Extracted text:
··········
Does this shark’s nose grow?
The Pinocchio catshark (Apristurus australis) (previously sp. G) is a species of shark belonging to the family Scyliorhinidae found in Australia. Very little is known about this shark and of its biology. Possibly a widely distributed deep-water catshark found along the Australian continental slope at depths of 1,936-3,281 feet, it consists of several distinct populations which may be separate species. Although part of the distribution includes heavily fished areas, particularly off southeastern Australia, much of its range is in unfished areas. Its name comes from its unusual long snout.
Family: Scyliorhinidae – Catsharks
Common Name– Ground Sharks
Common Name– Catsharks
Status: IUCN Red List LEAST CONCERN
Average Size and Length: Males mature at around 51 cm/1.7 feet. They reach a length of at least 61 cm/2 feet.
Teeth and Jaw: The labial furrows are long. The uppers reach the upper symphysis and the lowers are slightly shorter than the uppers. The teeth are sharp and burr like, fine basal ridges and closely set with 5-7 cusps. 5 in the anterior and 7 in the lateral.
Head: The head is long, narrow and flattened. The snout is long and narrow. The preoral length is more than 4 times eye diameter and longer than wide, flattened and slightly bell-shaped anterior to nostrils. The mouth extends opposite of the eyes. The eyes are small.
Tail: The tail fin is elongated.
Demographic, Distribution, Habitat, Environment and Range: The Pinocchio catshark can be found in Australia on the continental slope and seamounts between 1,936-3,281 feet. They are considered bathypelagic.
Aesthetic Identification: The Pinocchio catshark is a slender shark that is pale greyish-brown to brown. The throat is much darker than the body. The tips and borders of the fins are white or with broader pale margins in the northeastern population. The first dorsal fin is smaller than the second dorsal fin. The pectoral fins are large and the pelvic fins are small. The anal fin has a long base and is low and angular. It is separated from the tail fin by a small notch.
Biology and Reproduction: Unknown. There could be distinct populations and even species within its range. This cannot be confirmed either way as of yet. They are possibly oviparous.
Behavioral Traits, Sensing and Intelligence: Unknown.
Pinocchio Catshark Future and Conservation: Currently, they are of least concern. Their range includes some heavily fished areas, and some areas that are unfished.
Pinocchio Catshark Recorded Attacks on Humans: Not a threat to humans.
··········
Exercise tasks:
• 1. According to the Pinocchio catshark profile, at what length do males mature?
• 2. Turn the paragraph of the Pinocchio catshark profile that begins "Aesthetic Identification" into a short bulleted list that keeps its main facts.

Stored items:
··········
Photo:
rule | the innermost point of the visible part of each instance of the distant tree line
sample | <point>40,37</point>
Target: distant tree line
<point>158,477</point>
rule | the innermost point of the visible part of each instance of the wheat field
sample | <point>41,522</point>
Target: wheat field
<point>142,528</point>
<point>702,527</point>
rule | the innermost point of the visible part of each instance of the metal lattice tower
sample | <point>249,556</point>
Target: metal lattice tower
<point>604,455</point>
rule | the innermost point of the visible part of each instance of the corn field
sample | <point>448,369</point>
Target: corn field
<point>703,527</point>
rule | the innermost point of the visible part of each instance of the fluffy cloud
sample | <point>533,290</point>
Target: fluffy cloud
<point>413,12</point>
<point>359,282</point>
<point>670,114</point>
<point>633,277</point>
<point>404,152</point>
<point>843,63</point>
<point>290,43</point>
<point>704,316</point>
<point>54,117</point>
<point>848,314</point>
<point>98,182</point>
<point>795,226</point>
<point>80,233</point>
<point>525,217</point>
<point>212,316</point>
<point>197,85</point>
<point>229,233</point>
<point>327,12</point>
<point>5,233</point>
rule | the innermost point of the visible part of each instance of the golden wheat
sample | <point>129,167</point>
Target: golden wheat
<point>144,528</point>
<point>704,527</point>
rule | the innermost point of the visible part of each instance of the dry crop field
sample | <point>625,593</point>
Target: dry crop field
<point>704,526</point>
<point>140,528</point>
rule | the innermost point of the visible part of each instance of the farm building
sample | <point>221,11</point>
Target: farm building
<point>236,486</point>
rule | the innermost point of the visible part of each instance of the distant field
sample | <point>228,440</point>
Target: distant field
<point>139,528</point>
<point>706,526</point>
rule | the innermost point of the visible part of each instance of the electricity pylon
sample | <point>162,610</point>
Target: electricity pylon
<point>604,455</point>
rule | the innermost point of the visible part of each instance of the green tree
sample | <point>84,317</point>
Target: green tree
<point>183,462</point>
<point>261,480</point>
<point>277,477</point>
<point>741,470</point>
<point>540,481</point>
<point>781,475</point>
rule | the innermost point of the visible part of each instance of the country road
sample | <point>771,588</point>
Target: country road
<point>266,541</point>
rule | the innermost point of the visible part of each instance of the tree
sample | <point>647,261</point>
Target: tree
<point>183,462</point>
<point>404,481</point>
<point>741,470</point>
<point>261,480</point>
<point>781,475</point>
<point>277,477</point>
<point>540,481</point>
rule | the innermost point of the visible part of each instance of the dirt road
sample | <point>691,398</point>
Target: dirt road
··········
Responses for each task:
• 1. Around 51 cm (1.7 feet).

• 2.
- Slender shark, pale greyish-brown to brown
- Throat much darker than the body
- Fin tips and borders white, or with broader pale margins in the northeastern population
- First dorsal fin smaller than the second
- Large pectoral fins, small pelvic fins
- Anal fin long-based, low and angular, separated from the tail fin by a small notch